Exercise brief -
Set out every line of the listing below as a numbered list, skipping blank lines and leaving the pictures out.

Start of Information provided

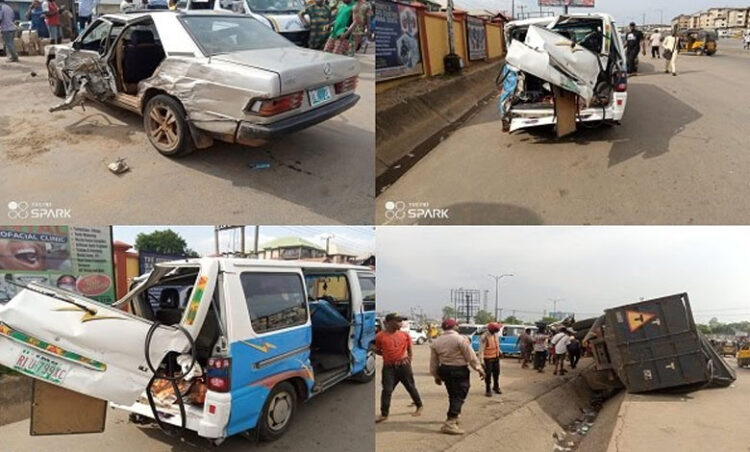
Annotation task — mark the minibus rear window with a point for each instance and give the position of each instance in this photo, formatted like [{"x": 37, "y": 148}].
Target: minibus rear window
[{"x": 274, "y": 300}]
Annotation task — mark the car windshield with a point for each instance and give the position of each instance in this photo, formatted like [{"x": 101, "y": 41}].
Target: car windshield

End of Information provided

Finished task -
1. Annotation task — mark the minibus rear window with a point for each instance and give the position of each instance in this photo, formatted like [{"x": 37, "y": 148}].
2. Target: minibus rear window
3. [{"x": 274, "y": 300}]
4. Annotation task — mark the car windshield with a point for each instance and give the position of each instance in this photo, formatted like [{"x": 101, "y": 41}].
5. Target: car windshield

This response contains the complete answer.